Problem to work on: Leave every entry as it is and write the data out in full.

Records from a dataset:
::::

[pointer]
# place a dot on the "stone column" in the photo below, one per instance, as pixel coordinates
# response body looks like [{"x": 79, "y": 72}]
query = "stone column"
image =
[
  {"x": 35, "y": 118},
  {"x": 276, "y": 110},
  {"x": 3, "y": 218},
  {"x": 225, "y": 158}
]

::::

Answer area:
[pointer]
# place a dot on the "stone column" in the photo below, one per instance, as pixel coordinates
# response body looks like [{"x": 79, "y": 72}]
query = "stone column"
image =
[
  {"x": 35, "y": 118},
  {"x": 276, "y": 110},
  {"x": 3, "y": 218},
  {"x": 225, "y": 158}
]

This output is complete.